— Exercise details —
In the material below, express each line as a string in a JSON list, starting at the line containing "Q. Point to the jar" and ending at the line containing "pixel 304 72", with both of those lines included. Omit blank lines.

— Raw records —

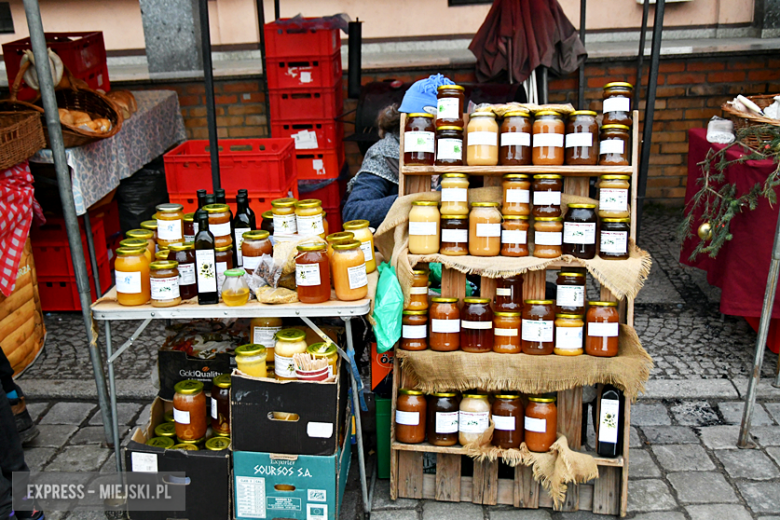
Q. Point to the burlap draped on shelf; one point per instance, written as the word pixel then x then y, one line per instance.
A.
pixel 624 279
pixel 432 371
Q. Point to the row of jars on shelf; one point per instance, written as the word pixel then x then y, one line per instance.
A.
pixel 447 419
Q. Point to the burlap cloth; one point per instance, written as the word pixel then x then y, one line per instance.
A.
pixel 624 279
pixel 432 371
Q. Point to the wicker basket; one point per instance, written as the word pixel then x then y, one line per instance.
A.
pixel 21 135
pixel 744 120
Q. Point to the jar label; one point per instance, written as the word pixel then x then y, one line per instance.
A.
pixel 457 236
pixel 181 416
pixel 612 146
pixel 603 330
pixel 532 424
pixel 514 236
pixel 547 198
pixel 310 225
pixel 473 422
pixel 423 228
pixel 519 196
pixel 419 142
pixel 237 241
pixel 357 276
pixel 450 149
pixel 128 282
pixel 445 326
pixel 164 288
pixel 574 140
pixel 483 138
pixel 616 104
pixel 476 325
pixel 220 230
pixel 169 229
pixel 568 338
pixel 446 422
pixel 614 242
pixel 265 336
pixel 488 230
pixel 504 423
pixel 552 140
pixel 579 232
pixel 547 238
pixel 570 296
pixel 407 418
pixel 538 330
pixel 368 251
pixel 285 224
pixel 515 139
pixel 608 420
pixel 454 195
pixel 414 332
pixel 284 366
pixel 448 108
pixel 187 274
pixel 307 275
pixel 611 199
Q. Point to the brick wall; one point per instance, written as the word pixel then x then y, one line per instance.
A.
pixel 690 92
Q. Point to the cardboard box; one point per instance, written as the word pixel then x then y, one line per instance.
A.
pixel 209 490
pixel 320 408
pixel 297 487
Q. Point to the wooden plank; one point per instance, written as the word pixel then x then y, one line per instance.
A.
pixel 410 474
pixel 447 478
pixel 485 484
pixel 606 491
pixel 526 488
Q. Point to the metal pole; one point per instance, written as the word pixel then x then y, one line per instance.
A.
pixel 763 331
pixel 38 40
pixel 641 57
pixel 647 131
pixel 208 76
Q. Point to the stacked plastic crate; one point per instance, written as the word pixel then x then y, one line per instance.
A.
pixel 305 90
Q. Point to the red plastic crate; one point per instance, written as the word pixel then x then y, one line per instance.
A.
pixel 84 53
pixel 302 38
pixel 311 135
pixel 262 166
pixel 306 104
pixel 304 72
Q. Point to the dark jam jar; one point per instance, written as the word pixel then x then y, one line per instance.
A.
pixel 613 238
pixel 419 140
pixel 579 231
pixel 582 139
pixel 476 325
pixel 515 139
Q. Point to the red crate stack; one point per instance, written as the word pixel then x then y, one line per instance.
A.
pixel 305 92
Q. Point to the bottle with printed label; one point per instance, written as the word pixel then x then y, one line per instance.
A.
pixel 482 140
pixel 541 423
pixel 609 431
pixel 414 332
pixel 312 273
pixel 603 329
pixel 579 231
pixel 349 271
pixel 442 425
pixel 507 413
pixel 424 222
pixel 538 327
pixel 205 262
pixel 132 276
pixel 419 140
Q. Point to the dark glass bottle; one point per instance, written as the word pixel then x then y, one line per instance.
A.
pixel 610 426
pixel 205 261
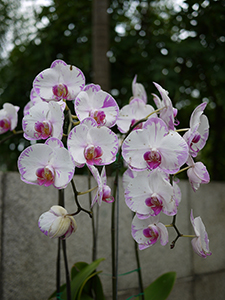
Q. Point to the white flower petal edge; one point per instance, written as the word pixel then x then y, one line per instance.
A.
pixel 56 223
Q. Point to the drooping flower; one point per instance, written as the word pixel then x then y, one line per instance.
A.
pixel 146 232
pixel 46 164
pixel 56 223
pixel 43 120
pixel 138 90
pixel 200 243
pixel 148 193
pixel 60 81
pixel 155 146
pixel 129 114
pixel 198 133
pixel 197 174
pixel 93 145
pixel 167 112
pixel 104 191
pixel 94 102
pixel 8 117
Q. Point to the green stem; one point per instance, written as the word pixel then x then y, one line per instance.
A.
pixel 94 230
pixel 114 237
pixel 141 288
pixel 58 271
pixel 79 208
pixel 62 203
pixel 68 288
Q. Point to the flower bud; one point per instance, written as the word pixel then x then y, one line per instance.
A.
pixel 57 223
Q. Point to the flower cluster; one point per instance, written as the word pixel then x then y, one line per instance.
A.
pixel 152 148
pixel 155 152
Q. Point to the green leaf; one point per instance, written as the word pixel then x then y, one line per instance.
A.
pixel 84 283
pixel 161 287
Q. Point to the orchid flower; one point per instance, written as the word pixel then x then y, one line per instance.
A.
pixel 8 117
pixel 60 81
pixel 93 145
pixel 46 164
pixel 200 243
pixel 56 223
pixel 43 120
pixel 146 232
pixel 197 174
pixel 35 99
pixel 148 193
pixel 95 103
pixel 155 146
pixel 136 110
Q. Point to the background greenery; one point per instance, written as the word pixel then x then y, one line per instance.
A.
pixel 182 49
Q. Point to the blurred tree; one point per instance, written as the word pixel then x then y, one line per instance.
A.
pixel 100 44
pixel 180 49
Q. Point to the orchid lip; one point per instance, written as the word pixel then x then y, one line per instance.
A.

— Result of this task —
[
  "Q. Point to the jar label; one point per instance, written as the word pixel then x then y, one line per instance.",
  "A.",
  "pixel 457 236",
  "pixel 181 416",
  "pixel 612 146",
  "pixel 603 330",
  "pixel 532 424",
  "pixel 514 236",
  "pixel 547 198",
  "pixel 310 225",
  "pixel 473 422",
  "pixel 423 228",
  "pixel 519 196",
  "pixel 419 142",
  "pixel 237 241",
  "pixel 357 276",
  "pixel 450 149",
  "pixel 128 282",
  "pixel 445 326",
  "pixel 164 288",
  "pixel 574 140",
  "pixel 483 138",
  "pixel 616 104",
  "pixel 476 325",
  "pixel 220 230",
  "pixel 169 229",
  "pixel 568 338",
  "pixel 446 422",
  "pixel 614 242",
  "pixel 265 336",
  "pixel 488 230",
  "pixel 504 423",
  "pixel 552 140",
  "pixel 579 232",
  "pixel 547 238",
  "pixel 570 296",
  "pixel 407 418",
  "pixel 538 330",
  "pixel 368 251",
  "pixel 285 224",
  "pixel 515 139",
  "pixel 608 420",
  "pixel 454 195",
  "pixel 414 332",
  "pixel 284 366",
  "pixel 448 108",
  "pixel 187 274",
  "pixel 307 275",
  "pixel 611 199",
  "Q. Point to the brick wall; one point per instance, written as the word pixel then x then y, one line per instance.",
  "A.",
  "pixel 690 92",
  "Q. Point to the cardboard box; one point per instance, written as the word pixel then x then y, one line per instance.",
  "A.",
  "pixel 209 490",
  "pixel 320 408",
  "pixel 297 487",
  "Q. Point to the wooden plank; one point per instance, written as the word pixel then x then y, one line per instance.",
  "A.",
  "pixel 410 474",
  "pixel 447 478",
  "pixel 485 484",
  "pixel 606 491",
  "pixel 526 488",
  "Q. Point to the metal pole; one point per instance, written as the word pixel then x then y, one line per instance.",
  "A.",
  "pixel 763 331",
  "pixel 38 40",
  "pixel 641 57",
  "pixel 647 131",
  "pixel 208 76",
  "Q. Point to the stacked plastic crate; one point per instance, written as the word pixel then x then y, one line per instance.",
  "A.",
  "pixel 305 90",
  "Q. Point to the red plastic crate; one point per instance, written as the word pixel then x then y, one line per instance.",
  "A.",
  "pixel 84 53",
  "pixel 302 38",
  "pixel 311 135",
  "pixel 262 166",
  "pixel 306 104",
  "pixel 304 72"
]